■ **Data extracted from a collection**
[Begin]

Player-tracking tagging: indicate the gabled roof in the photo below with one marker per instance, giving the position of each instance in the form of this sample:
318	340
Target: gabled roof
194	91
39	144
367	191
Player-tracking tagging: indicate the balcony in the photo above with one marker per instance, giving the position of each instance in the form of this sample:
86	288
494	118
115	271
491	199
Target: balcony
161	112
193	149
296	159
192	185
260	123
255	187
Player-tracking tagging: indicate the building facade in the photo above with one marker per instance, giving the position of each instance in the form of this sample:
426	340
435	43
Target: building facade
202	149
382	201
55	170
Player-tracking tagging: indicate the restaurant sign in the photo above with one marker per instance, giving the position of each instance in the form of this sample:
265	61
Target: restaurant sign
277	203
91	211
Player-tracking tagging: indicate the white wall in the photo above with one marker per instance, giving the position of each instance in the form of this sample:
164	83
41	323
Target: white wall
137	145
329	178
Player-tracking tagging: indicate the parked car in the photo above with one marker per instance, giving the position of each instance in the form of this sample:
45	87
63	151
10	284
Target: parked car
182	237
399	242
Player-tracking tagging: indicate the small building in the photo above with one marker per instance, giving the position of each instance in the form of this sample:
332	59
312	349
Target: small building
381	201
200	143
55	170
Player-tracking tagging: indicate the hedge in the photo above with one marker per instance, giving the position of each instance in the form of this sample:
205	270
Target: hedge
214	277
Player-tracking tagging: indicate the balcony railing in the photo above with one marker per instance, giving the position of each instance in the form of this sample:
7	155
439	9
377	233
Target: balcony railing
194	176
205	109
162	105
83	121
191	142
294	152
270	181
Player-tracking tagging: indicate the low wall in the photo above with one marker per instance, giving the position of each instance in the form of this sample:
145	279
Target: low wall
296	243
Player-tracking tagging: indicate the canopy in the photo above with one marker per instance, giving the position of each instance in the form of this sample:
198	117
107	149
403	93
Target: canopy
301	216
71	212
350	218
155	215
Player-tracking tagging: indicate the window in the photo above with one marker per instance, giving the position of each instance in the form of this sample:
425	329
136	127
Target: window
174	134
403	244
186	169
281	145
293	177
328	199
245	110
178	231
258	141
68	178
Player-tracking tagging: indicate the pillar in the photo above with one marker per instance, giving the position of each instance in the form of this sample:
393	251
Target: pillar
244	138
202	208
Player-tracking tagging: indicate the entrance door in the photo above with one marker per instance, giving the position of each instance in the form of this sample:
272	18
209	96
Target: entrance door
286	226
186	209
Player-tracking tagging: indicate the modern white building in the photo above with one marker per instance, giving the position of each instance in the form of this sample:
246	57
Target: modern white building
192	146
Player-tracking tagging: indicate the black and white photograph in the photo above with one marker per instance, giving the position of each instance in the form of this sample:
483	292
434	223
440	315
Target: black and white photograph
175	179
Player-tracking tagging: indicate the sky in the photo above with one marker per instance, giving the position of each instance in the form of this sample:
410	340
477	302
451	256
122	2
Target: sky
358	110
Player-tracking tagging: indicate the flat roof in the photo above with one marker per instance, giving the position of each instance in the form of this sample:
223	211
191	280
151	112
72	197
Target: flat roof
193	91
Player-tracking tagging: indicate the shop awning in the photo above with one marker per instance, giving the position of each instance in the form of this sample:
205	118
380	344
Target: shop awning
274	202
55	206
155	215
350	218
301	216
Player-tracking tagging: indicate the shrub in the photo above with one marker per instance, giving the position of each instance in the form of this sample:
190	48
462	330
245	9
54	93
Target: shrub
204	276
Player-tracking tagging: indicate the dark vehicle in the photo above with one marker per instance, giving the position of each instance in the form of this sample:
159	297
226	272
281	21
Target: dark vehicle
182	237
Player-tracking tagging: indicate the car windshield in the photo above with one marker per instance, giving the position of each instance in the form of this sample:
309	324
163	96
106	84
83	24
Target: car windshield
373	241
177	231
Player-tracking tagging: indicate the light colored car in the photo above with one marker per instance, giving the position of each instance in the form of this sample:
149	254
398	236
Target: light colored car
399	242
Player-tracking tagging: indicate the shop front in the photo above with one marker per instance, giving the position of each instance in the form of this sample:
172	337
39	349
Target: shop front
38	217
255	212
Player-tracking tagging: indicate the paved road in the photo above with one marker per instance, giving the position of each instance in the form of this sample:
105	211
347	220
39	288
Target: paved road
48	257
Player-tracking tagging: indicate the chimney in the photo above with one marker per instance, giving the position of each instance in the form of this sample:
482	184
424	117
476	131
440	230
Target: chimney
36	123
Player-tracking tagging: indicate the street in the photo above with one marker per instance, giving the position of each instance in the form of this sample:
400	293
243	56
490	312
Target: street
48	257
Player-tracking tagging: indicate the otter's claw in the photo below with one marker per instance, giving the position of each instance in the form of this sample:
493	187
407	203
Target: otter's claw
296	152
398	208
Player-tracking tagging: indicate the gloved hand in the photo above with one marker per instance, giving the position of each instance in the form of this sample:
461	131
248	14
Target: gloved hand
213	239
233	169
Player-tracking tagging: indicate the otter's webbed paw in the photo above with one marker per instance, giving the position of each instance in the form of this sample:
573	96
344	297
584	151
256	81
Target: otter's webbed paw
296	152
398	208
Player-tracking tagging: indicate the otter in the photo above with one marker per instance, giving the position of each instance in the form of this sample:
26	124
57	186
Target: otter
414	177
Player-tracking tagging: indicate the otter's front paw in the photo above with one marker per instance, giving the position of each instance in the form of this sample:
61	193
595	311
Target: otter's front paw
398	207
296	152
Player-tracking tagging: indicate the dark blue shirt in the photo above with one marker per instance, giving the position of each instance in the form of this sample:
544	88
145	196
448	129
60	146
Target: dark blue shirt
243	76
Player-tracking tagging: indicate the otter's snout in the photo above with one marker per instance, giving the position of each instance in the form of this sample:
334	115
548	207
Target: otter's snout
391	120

[End]

■ **TASK OBJECTIVE**
Repeat the line containing "Player-tracking tagging: indicate the dark blue" and all subsequent lines through the final line of the data, exactly and with no others.

■ **RESPONSE**
Player-tracking tagging: indicate the dark blue shirt in the photo above with one marker per instance, giving the position of each instance in the form of this sample:
544	88
145	196
448	129
60	146
Target: dark blue shirt
243	76
Player-tracking tagging: indicate the otter's snout in the photo above with one marker per instance, giving the position of each instance in the form of this sample:
334	115
548	207
Target: otter's snout
391	120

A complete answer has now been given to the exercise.